There's a lot of teams that are trying to exit,
it rebuilds right now.
And there's a lot of teams that are still on the fringe of the playoff discussion.
Like the Calgary Flames are a great example of this, right?
Because they, you know, we all thought that they're going to be one of those five worst
teams in the league last year.
Didn't turn out to be the case.
They're in the playoff hunt really until the better end.
Now, there's a lot of that.
I mean, we know a lot of that.
A lot of that's on the back of the goaltenders, but, you know, points count, right?
So they're in it until the end.
in a different world, you know, where things go a little bit worse for them last year.
We're talking about them as tear down candidates, right?
We're talking about where's Nazim, where's Nazim Kodry going?
Is somebody going to take a roll the dice on Euberdo?
Rasmus Anderson, like, actually does get traded rather than just being discussed as a trade candidate on and on.
They have players who, you know, in a different set of circumstances, get sold off.
Well, their results were such last year where it's reasonable for them to start the season.
and say like, hey, let's see, let's see where this stuff takes us.
So yeah, I think that's a big part of why we saw, you know, relatively little action.
Yeah, I think if you're kind of looking at yesterday and you're trying to pick winners and losers, teams that did well, teams that didn't do well, I think I have more just question marks than just saying that team lost the day.
How can we say that a team lost the day?
We really don't know how the landscape is going to shape out, you know, before the puck drops.
but I mean, how do you not look at what happened to the Edmonton Oilers yesterday and talk about that where, you know, Corey Perry's out, Victor Arvinson's out, Jeff Skinner's not back, Connor Brown's gone.
And I get it.
Like those aren't your core guys.
Evander Cain's also gone.
You know, are the Edmonton Oilers any closer to the Florida Panthers today than yesterday?
No.
And in fact, the Panthers, I think by bringing everyone back, they somehow took another step because,
there's no one really that closed the gap there.
There's just more like wait and sees, I think, for me than just calling teams losers.
I would even say, you know, I know you want to jump in on the Oilers.
The Los Angeles Kings, that is a wait and see for me.
That is a different looking blue line.
And I saw the reaction.
It's like, here it goes Ken Holland again, bad contracts, bad players, yada, yada, yada,
they can't get out of the first round.
So whatever they were doing wasn't necessarily working.
So why not try something a little bit different?
They had money to spend.

- **Task instructions**
a - Name every hockey team that the transcript mentions by name.
b - Copy out the part of the transcript starting at "Is somebody going" and ending at "candidate on and on.".

- **Entries supplied**
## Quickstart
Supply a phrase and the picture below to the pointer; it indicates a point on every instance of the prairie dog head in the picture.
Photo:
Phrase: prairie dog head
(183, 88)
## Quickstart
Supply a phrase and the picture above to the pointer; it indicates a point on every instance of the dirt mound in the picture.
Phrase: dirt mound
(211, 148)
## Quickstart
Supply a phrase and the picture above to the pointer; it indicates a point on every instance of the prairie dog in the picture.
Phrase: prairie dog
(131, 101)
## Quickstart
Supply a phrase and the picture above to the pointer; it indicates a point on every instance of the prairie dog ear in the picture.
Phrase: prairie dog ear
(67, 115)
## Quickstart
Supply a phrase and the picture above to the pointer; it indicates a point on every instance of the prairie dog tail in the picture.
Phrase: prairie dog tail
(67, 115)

- **Task-by-task results**
a - Calgary Flames, Edmonton Oilers, Florida Panthers, Los Angeles Kings

b -
Is somebody going to take a roll the dice on Euberdo?
Rasmus Anderson, like, actually does get traded rather than just being discussed as a trade candidate on and on.